** Start Input for this task **
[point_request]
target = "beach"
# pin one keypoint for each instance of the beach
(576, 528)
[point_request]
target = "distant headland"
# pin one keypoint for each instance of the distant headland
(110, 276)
** End Input for this task **
Goal >> In the records, replace each "keypoint" with "marker" and leave everything else the same.

Finished exercise >>
[point_request]
target = "beach"
# pin one marker for each instance of the beach
(576, 528)
[point_request]
target = "distant headland"
# pin one marker for each instance of the distant headland
(110, 276)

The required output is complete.